*STUDY TEXT:*
.....

Tagish First Nation gold prospector

Shaaw Tláa, also known as Kate Carmack (c. 1857 - 29 March 1920), was a Tagish First Nation woman who was one of the party that first found gold in the Klondike River in 1896, and is sometimes credited with being the person who made the actual discovery, although her biographer, Deb Vanasse, has concluded that her brother Keish (Skookum Jim) was the one that actually found the gold, and that Kate stayed behind at the family fish camp at the mouth of the Klondike River while her husband George Carmack, her nephew Kaa Goox, and Keish were away prospecting. According to Vanasse, in August 1896 Kate met prospector William Douglas Johns at the fish camp, and he asked her if she would see him a pair of moose hide mittens. This Kate agreed to, and Vanasse wrote “she stayed up all night cutting and stitching the mittens, for which her visitor paid with a large black silk handkerchief, a bargain that, according to him, pleased Kate greatly. (Vanasse, Wealth Woman, Kate Carmack and the Klondike Race for Gold, University of Alaska Press, 2016, 123)

.....

*DATASET CONTENT:*
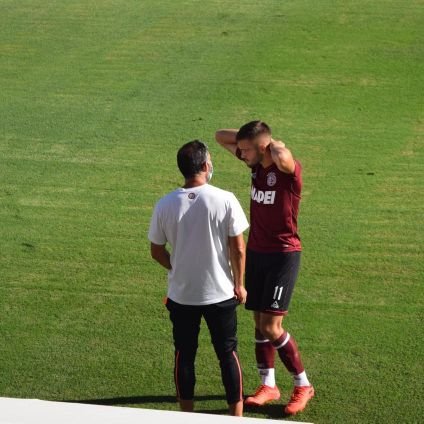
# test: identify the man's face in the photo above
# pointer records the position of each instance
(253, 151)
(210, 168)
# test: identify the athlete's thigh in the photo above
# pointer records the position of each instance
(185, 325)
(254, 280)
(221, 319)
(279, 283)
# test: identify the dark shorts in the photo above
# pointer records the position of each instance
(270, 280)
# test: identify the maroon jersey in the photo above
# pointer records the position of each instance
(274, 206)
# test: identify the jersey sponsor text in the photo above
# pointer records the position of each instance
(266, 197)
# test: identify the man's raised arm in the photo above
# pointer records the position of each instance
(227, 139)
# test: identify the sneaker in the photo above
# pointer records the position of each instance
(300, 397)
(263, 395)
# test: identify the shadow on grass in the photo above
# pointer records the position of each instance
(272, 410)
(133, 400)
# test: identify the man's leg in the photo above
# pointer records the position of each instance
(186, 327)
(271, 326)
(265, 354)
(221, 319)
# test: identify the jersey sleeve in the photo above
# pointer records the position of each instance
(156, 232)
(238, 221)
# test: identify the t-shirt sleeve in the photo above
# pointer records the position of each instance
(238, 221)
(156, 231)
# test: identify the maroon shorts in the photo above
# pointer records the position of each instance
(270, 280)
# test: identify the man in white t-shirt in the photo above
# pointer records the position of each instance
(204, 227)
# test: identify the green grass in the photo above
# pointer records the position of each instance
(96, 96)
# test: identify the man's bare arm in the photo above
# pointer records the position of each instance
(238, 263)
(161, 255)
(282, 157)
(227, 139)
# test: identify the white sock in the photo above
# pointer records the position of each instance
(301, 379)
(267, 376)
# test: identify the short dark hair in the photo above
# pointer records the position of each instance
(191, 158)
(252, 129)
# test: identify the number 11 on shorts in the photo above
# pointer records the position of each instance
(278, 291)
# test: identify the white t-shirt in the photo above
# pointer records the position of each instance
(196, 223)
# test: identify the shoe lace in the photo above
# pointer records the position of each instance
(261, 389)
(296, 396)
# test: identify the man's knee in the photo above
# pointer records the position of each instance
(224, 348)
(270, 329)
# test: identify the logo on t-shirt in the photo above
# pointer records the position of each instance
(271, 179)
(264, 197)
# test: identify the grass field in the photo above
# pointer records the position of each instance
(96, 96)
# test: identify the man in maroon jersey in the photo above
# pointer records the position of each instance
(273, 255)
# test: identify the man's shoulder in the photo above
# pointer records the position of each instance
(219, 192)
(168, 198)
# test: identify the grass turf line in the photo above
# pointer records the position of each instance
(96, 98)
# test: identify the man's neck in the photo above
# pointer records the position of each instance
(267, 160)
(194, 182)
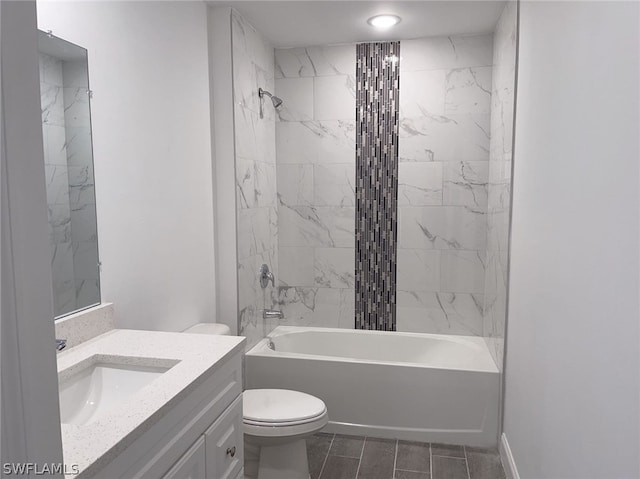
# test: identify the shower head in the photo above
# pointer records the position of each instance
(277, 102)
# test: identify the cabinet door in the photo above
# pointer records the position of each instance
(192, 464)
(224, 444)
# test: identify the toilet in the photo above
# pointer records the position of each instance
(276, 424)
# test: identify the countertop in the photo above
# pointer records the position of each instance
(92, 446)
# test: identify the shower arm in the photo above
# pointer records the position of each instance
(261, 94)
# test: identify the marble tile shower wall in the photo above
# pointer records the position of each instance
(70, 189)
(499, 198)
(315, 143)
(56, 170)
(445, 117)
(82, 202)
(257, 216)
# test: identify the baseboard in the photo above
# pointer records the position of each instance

.....

*THINGS TO DO:*
1. Answer these questions using the text about Kate Carmack:
(a) In what year was gold first found in the Klondike River?
(b) According to Deb Vanasse, who actually found the gold?
(c) What did William Douglas Johns give Kate in payment for the mittens?
2. The text about Kate Carmack says she is sometimes credited with making the discovery. Why does her biographer disagree?
3. Which people, other than Kate Carmack herself, does the text about her name? List every one.

*RESULTS FOR THE EXERCISE:*
1.
(a) 1896
(b) Her brother Keish (Skookum Jim)
(c) A large black silk handkerchief

2. Deb Vanasse concluded that Kate's brother Keish (Skookum Jim) actually found the gold. Kate had stayed behind at the family fish camp at the mouth of the Klondike River while her husband, her nephew and Keish were away prospecting.

3.
- Deb Vanasse
- Keish (Skookum Jim)
- George Carmack
- Kaa Goox
- William Douglas Johns